Text excerpt:
What KVM is great for is taking an old, working machine (say using a Linux 2.4 kernel or earlier, or Windows of course) and migrating it into KVM on a new machine with almost no work at all.

So: KVM for old Linux images and other OSes where you need a fully booted environment; Linux-VServer or LXC for almost current images, or running applications on old images which don't need a booted environment.

Why Fedora?

Posted Aug 1, 2009 18:47 UTC (Sat) by Lennie (subscriber, #49641) [Link]

I have a feeling you already know this, but just in case:

Actually, most VServers don't need much boot and/or system-level stuff.

You could say it runs only starts/runs those scripts which usually get run at init level 2 or 3.

VServers don't handle anything them selfs, like mounting /tmp or setting up networking. The /dev directory is mostly empty only null and zero and stuff like are needed.

Yes, going from physical to vserver might be more work (stripping out stuff you don't need). I've never seen any problems with kernel-dependencies.

Why Fedora?

Listed entries:

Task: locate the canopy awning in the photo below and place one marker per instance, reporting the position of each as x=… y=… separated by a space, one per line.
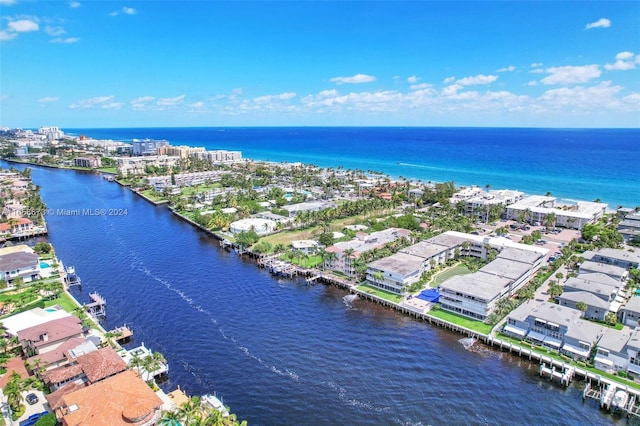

...

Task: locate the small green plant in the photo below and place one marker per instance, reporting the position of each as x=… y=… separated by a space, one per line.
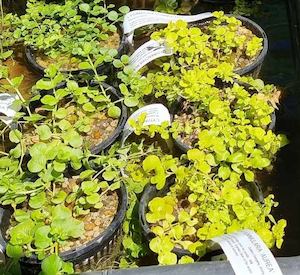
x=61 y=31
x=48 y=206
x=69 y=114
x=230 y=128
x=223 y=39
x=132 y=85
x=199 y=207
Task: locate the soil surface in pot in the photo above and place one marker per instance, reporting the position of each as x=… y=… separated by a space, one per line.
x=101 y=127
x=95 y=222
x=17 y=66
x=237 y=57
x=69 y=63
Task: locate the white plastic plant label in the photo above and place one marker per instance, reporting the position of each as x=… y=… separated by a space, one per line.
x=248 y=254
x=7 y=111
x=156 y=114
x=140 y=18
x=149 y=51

==

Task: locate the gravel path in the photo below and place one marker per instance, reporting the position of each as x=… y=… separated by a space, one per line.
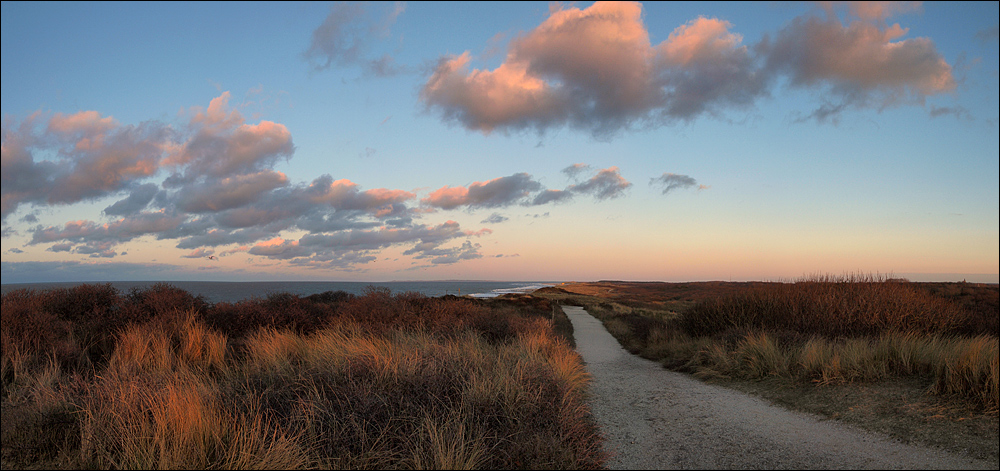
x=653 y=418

The task:
Copy the stretch of the comment about VServers from "VServers don't handle" through "problems with kernel-dependencies.", swapping "networking" for "routing".

Output of the exercise:
VServers don't handle anything them selfs, like mounting /tmp or setting up routing. The /dev directory is mostly empty only null and zero and stuff like are needed.

Yes, going from physical to vserver might be more work (stripping out stuff you don't need). I've never seen any problems with kernel-dependencies.